*Written problem*.
Render the entries starting at the line containing "paneling in the photo above." and ending at the line containing "x=512, y=208" as a two-column CSV with the headers instruction and answer. Give one row per instruction, put the instruction and its answer each in one quoted field, and turn line breaks into spaces.

Location labeling entries:
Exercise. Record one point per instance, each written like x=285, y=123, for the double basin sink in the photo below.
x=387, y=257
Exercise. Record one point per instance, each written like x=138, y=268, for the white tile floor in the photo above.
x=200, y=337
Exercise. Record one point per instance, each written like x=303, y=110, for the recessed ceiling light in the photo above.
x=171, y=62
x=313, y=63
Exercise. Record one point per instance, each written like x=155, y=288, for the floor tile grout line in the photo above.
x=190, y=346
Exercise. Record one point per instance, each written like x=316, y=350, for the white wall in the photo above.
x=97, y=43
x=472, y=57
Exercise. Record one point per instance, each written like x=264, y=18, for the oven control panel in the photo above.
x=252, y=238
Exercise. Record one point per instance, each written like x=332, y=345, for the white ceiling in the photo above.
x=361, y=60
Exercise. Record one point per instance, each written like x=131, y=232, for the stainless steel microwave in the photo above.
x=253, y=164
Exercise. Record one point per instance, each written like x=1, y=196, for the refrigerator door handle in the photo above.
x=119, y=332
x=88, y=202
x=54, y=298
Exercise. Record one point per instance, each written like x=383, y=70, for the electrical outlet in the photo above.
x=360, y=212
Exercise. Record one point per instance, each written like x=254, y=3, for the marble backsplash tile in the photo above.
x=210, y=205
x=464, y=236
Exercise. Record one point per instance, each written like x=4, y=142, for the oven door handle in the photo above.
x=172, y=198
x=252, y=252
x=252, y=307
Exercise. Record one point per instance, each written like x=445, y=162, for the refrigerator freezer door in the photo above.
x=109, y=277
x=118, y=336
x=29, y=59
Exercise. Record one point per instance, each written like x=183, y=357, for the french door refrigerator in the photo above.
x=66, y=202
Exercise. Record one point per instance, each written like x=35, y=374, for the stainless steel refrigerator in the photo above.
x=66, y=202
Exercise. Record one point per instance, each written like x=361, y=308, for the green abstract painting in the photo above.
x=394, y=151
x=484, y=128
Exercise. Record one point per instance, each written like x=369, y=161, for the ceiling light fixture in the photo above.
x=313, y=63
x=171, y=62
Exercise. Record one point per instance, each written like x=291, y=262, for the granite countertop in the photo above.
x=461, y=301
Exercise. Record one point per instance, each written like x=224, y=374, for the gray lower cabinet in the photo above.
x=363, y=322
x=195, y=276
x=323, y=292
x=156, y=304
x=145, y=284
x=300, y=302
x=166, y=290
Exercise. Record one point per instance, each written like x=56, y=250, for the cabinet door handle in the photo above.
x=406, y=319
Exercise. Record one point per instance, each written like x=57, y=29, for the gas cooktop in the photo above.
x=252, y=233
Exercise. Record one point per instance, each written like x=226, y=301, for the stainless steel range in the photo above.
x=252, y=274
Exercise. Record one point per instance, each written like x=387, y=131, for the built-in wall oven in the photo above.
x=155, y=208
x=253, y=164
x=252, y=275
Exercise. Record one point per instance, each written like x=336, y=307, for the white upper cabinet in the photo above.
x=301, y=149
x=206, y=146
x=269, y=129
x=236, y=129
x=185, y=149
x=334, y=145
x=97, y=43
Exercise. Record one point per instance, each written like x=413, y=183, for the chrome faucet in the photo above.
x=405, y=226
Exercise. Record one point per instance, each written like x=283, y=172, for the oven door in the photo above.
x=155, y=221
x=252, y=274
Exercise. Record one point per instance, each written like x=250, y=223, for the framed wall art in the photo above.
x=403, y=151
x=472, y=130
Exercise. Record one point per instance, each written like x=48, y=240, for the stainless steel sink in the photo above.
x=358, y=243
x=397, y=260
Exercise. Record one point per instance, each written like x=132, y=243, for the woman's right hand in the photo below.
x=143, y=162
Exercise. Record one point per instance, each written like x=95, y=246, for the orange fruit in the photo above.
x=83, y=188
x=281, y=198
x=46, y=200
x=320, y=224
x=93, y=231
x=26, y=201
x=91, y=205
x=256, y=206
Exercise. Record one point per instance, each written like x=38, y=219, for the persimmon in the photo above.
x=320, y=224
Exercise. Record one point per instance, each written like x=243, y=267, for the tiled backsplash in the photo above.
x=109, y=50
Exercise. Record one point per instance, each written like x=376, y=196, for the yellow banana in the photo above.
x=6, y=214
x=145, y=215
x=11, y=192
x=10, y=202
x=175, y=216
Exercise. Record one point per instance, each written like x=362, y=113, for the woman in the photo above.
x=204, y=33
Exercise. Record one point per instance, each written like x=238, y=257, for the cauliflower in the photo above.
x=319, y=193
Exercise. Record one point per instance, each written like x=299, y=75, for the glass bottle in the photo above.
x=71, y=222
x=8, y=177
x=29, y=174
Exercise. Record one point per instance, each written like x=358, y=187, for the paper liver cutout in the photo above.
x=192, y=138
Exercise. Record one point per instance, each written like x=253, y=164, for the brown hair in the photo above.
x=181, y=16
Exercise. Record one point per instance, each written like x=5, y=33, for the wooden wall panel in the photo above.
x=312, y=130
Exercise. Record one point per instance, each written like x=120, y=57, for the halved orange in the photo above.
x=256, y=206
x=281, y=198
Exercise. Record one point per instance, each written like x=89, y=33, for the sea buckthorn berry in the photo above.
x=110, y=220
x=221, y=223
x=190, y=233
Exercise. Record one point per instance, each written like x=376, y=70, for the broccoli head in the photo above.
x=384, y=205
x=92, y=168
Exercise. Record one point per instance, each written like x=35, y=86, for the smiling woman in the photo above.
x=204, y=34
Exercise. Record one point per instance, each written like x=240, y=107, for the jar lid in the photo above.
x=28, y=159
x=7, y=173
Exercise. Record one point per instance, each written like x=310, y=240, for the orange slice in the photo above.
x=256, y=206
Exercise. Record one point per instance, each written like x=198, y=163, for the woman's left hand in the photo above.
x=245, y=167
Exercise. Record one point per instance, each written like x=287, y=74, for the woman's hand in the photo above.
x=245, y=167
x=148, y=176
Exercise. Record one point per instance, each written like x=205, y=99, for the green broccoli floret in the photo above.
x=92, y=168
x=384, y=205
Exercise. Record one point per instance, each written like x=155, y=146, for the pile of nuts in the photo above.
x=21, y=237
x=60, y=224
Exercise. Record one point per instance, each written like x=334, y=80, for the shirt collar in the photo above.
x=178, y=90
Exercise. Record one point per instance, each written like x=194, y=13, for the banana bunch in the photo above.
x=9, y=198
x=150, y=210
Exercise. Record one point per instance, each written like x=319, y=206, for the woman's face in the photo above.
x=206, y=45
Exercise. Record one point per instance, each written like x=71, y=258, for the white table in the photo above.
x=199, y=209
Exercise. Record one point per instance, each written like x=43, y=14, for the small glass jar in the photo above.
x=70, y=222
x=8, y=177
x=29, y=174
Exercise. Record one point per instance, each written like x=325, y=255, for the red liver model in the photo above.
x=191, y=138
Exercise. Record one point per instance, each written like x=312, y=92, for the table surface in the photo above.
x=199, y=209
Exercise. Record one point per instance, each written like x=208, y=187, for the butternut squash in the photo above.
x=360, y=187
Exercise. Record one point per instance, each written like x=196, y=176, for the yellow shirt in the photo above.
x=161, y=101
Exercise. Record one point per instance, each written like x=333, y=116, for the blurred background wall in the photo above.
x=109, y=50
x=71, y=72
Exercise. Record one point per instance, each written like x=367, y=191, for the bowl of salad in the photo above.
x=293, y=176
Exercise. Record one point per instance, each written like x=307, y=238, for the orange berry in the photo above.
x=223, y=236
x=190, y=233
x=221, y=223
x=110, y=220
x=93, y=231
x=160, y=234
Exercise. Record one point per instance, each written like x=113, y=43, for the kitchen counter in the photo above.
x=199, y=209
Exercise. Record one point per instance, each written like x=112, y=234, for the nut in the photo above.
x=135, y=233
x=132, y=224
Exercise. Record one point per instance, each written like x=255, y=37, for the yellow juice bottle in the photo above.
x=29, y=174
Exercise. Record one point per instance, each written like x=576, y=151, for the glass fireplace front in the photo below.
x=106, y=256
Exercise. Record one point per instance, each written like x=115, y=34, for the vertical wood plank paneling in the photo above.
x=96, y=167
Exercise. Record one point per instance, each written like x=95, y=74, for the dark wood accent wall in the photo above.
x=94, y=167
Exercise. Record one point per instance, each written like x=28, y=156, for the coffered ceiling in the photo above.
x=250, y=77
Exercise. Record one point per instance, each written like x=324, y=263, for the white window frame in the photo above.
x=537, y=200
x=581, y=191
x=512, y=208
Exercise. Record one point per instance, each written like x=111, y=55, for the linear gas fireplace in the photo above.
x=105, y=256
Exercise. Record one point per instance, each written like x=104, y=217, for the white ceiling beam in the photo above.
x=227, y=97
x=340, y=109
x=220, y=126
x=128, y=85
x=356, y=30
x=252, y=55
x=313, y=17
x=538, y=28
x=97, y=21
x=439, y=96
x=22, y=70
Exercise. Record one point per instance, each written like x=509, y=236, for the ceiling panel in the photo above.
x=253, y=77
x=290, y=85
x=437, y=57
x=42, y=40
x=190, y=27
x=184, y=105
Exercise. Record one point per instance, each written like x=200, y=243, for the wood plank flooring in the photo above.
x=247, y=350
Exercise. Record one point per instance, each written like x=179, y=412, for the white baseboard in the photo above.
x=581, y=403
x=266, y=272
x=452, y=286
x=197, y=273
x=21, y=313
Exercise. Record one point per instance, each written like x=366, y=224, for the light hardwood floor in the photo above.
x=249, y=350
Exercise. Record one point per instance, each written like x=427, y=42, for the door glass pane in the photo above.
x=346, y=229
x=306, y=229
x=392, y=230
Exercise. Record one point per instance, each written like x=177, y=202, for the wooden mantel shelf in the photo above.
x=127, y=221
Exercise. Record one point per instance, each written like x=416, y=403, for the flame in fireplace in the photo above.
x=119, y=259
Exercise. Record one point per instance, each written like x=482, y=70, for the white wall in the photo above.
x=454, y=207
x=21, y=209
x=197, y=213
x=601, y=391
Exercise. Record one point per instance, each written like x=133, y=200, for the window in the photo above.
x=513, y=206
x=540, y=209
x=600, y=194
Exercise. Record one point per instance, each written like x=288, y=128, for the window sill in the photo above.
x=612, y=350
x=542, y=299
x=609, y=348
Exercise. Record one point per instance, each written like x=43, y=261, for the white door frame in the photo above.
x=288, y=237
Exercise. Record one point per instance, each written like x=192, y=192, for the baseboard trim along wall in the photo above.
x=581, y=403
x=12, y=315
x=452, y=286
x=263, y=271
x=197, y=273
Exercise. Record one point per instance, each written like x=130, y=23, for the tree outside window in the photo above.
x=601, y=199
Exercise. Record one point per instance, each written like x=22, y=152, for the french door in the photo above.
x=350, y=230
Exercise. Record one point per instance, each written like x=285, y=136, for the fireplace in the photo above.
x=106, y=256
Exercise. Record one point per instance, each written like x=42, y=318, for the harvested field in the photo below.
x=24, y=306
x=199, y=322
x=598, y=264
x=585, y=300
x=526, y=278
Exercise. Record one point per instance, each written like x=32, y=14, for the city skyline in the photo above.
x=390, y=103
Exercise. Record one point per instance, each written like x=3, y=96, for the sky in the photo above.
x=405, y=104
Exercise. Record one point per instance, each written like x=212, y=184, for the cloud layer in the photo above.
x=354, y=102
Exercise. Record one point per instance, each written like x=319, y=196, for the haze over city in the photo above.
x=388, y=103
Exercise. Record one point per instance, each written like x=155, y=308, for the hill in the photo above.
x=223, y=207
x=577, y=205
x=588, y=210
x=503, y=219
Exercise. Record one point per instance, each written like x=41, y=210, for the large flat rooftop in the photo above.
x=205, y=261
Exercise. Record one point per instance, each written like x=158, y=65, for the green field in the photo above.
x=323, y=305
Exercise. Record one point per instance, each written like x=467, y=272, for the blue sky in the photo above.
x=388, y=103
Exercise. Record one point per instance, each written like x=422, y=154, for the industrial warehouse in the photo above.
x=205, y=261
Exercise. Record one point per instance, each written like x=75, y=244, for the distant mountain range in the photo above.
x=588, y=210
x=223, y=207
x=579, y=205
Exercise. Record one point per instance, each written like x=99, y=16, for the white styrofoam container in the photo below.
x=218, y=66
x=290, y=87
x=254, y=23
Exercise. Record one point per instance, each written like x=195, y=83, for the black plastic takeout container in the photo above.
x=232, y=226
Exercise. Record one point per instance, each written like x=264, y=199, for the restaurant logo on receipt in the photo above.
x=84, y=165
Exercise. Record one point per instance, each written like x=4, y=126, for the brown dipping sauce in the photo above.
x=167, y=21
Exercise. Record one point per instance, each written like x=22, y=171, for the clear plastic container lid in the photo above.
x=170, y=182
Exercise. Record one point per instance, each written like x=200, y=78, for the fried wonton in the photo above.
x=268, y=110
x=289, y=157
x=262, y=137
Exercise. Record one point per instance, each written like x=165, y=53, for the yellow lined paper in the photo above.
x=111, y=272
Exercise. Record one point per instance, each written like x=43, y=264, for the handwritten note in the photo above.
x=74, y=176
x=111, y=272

*Answer below*.
instruction,answer
"Exercise. Record one point per instance, each written like x=115, y=34, for the vertical wood plank paneling in the photo above.","x=96, y=167"
"Exercise. Record one point per instance, each written like x=95, y=74, for the dark wood accent wall in the photo above.","x=94, y=167"
"Exercise. Record one point per instance, each written like x=28, y=156, for the coffered ceiling in the photo above.","x=250, y=77"
"Exercise. Record one point per instance, each written like x=324, y=263, for the white window frame in the photo above.","x=537, y=200 x=581, y=191 x=512, y=208"